Work to be completed:
Could you reproduce every line of the material below without changing anything?

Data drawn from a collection

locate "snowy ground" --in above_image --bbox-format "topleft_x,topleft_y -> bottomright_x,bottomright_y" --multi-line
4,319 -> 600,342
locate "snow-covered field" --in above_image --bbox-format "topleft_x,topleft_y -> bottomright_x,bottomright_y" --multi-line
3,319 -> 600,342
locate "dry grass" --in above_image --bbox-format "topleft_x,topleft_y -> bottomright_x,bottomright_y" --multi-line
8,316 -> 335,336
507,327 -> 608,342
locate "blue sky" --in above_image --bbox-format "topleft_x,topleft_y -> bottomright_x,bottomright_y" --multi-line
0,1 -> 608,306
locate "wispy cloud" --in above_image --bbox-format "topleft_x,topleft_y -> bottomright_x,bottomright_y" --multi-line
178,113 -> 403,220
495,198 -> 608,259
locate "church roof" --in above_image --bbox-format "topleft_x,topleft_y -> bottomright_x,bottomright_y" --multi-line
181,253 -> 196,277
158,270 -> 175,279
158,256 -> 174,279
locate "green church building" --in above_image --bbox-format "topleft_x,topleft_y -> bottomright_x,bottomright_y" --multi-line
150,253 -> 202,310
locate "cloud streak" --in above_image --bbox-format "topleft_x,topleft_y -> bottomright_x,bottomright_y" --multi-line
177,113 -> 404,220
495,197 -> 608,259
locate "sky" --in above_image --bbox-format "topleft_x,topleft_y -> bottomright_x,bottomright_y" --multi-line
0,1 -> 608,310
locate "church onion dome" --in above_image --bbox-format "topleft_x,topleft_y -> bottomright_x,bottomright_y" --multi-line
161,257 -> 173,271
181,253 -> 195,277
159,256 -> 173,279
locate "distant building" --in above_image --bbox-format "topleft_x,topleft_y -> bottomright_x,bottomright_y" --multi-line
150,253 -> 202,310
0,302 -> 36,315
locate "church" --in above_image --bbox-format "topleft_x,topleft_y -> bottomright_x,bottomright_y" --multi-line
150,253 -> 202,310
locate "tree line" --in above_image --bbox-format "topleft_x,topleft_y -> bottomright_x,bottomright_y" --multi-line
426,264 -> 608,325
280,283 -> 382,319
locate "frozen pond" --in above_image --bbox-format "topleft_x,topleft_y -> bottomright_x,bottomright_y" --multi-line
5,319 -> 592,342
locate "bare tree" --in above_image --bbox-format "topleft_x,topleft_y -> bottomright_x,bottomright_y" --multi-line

Finished answer:
locate "snowy ground" --in above_image --bbox-format "topleft_x,topleft_y -> bottomright_x,bottomright_y" --multi-line
4,319 -> 600,342
locate "snow-covered field" --in above_image --bbox-format "topleft_x,topleft_y -> bottomright_x,bottomright_y" --multi-line
3,319 -> 600,342
locate "dry grass" --in above_image --bbox-format "topleft_x,topleft_y -> bottomright_x,bottomright_y" --multi-line
8,316 -> 335,336
507,327 -> 608,342
locate "blue sky" --in above_image --bbox-format "topleft_x,topleft_y -> bottomright_x,bottomright_y" --multi-line
0,1 -> 608,306
locate "wispy cloud" --in above_image --bbox-format "topleft_x,topleft_y -> bottomright_x,bottomright_y" --multi-line
178,113 -> 403,220
495,198 -> 608,259
locate "church roof" --in above_image --bbox-format "topleft_x,topleft_y -> bottomright_x,bottomright_y" --multi-line
181,253 -> 196,277
158,270 -> 175,279
158,256 -> 174,279
locate "green church building" --in above_image --bbox-format "topleft_x,topleft_y -> bottomright_x,bottomright_y" --multi-line
150,253 -> 202,310
locate "cloud streak" --in above_image --bbox-format "topleft_x,topleft_y -> bottomright_x,bottomright_y" --multi-line
177,113 -> 404,220
495,197 -> 608,259
locate "sky" --in above_image --bbox-format "topleft_x,topleft_y -> bottomright_x,bottomright_y" --multi-line
0,1 -> 608,310
locate "church onion dome" --in above_image --bbox-format "topleft_x,topleft_y -> bottomright_x,bottomright_y" --multi-line
161,257 -> 173,271
181,253 -> 195,277
159,256 -> 173,279
locate "distant building" --in above_image --bbox-format "topleft_x,topleft_y -> bottomright_x,bottomright_y" --multi-line
150,253 -> 202,310
0,302 -> 36,315
locate "church" --in above_image --bbox-format "topleft_x,topleft_y -> bottomright_x,bottomright_y" --multi-line
150,253 -> 202,310
locate "tree line" --in above_image --bbox-format "topleft_x,topleft_y -> bottomright_x,bottomright_y" --multi-line
426,264 -> 608,325
280,283 -> 382,319
locate "frozen pond" --in above_image --bbox-format "topleft_x,topleft_y -> bottomright_x,bottomright_y" --multi-line
5,319 -> 592,342
locate "bare tree" --in above_image --bbox-format "topleft_x,topleft_y -> bottomright_x,bottomright_y" --multi-line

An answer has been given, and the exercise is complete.